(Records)
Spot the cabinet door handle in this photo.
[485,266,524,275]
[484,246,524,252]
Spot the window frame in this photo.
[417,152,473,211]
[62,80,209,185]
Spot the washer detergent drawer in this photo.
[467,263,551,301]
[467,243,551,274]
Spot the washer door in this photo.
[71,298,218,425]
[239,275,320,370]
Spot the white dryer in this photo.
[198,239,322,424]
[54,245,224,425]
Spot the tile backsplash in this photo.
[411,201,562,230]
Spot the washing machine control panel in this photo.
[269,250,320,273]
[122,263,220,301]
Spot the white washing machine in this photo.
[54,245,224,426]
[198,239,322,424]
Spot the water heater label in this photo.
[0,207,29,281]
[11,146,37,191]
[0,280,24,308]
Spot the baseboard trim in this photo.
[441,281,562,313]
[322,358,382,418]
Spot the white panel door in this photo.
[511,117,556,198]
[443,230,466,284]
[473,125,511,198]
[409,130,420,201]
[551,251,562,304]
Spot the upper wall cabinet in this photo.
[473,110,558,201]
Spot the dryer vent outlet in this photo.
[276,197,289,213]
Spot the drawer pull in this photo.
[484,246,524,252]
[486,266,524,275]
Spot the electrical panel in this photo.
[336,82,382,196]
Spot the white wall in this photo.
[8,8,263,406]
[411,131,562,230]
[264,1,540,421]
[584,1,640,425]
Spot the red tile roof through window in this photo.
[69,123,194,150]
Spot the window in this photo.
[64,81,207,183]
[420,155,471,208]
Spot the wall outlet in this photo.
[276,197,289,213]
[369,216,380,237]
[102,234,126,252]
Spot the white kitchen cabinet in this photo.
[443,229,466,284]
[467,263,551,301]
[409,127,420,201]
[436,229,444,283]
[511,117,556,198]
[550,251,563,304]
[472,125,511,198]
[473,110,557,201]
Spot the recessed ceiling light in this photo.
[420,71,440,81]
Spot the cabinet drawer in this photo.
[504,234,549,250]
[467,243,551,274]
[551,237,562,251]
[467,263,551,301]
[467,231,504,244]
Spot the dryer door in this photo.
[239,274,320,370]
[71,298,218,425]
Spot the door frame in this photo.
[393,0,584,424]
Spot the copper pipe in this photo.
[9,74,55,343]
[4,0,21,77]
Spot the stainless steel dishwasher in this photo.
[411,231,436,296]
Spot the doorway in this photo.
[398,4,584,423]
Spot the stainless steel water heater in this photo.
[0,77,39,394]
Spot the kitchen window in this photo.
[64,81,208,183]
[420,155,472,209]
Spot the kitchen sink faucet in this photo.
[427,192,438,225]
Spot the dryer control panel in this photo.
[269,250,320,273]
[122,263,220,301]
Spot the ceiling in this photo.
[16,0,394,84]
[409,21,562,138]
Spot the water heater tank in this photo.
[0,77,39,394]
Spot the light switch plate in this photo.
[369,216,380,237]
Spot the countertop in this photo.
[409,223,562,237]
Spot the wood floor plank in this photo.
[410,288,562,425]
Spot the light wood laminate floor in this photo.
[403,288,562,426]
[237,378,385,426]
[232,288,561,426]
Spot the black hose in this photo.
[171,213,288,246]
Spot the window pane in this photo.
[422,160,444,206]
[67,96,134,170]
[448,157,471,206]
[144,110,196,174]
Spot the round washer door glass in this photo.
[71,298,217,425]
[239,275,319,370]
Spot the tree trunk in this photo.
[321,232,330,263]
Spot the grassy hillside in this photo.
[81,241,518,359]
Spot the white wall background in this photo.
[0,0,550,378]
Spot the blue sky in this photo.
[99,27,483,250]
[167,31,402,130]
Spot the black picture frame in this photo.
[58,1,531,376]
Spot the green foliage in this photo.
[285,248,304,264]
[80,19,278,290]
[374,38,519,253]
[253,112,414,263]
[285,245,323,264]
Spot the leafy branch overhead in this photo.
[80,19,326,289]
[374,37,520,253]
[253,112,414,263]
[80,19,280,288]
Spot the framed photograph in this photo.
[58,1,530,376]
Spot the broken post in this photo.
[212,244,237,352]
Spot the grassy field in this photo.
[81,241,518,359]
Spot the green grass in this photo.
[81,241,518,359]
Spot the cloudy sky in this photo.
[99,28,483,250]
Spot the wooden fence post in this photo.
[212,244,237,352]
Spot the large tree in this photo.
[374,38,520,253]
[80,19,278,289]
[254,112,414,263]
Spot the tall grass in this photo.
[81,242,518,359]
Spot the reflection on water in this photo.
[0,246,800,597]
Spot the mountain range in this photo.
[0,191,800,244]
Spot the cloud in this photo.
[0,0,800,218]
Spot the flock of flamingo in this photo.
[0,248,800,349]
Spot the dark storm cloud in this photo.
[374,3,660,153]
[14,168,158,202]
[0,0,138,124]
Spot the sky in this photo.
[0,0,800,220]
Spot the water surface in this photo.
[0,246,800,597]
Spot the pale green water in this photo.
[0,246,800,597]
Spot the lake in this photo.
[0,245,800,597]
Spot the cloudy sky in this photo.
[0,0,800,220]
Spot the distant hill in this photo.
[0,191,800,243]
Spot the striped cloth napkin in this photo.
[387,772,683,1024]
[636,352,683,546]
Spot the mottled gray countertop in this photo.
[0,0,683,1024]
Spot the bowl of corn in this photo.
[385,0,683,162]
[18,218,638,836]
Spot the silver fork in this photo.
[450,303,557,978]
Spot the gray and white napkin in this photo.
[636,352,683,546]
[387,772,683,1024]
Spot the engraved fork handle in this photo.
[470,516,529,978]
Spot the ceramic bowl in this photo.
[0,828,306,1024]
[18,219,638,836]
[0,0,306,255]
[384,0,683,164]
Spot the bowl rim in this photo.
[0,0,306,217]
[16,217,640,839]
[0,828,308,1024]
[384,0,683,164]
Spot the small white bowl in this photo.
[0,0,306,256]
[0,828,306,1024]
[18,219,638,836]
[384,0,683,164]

■ Given instruction ■
Rescale the data section that opens with the line containing "Spot the blue sky in this photo." and closes with the line containing "[0,0,800,218]". Reproduce every line in it, requests included, and multiply each bounding-box coordinate by 0.8, rounding to whole numbers with halves going up.

■ Written response ■
Spot the blue sky in this photo.
[79,22,386,200]
[134,25,322,104]
Spot the black picture frame in this photo.
[46,1,425,301]
Spot the green foliage in this photo.
[228,198,243,211]
[64,15,222,232]
[299,30,415,202]
[202,90,331,210]
[228,196,258,211]
Spot the leafy branch overhead in this photo.
[64,15,261,231]
[299,30,416,202]
[202,90,331,210]
[64,15,224,230]
Spot the framed photograph in this photo.
[46,1,424,301]
Spot the broken post in this photo.
[170,195,190,282]
Spot the grassy field in this photo.
[65,193,414,287]
Spot the green grass in this photo.
[65,193,414,287]
Spot the cloudy sky in this photo.
[79,22,386,200]
Spot the wooden fence post in this photo.
[170,195,190,282]
Spot the large tree in this photo.
[299,30,416,202]
[64,15,222,231]
[203,90,331,210]
Spot the tall grass in this photo.
[65,194,414,287]
Spot the reflection on water in this photo.
[0,197,640,478]
Spot the mountain range in this photo.
[0,153,640,195]
Spot the cloud in this photo.
[0,0,640,174]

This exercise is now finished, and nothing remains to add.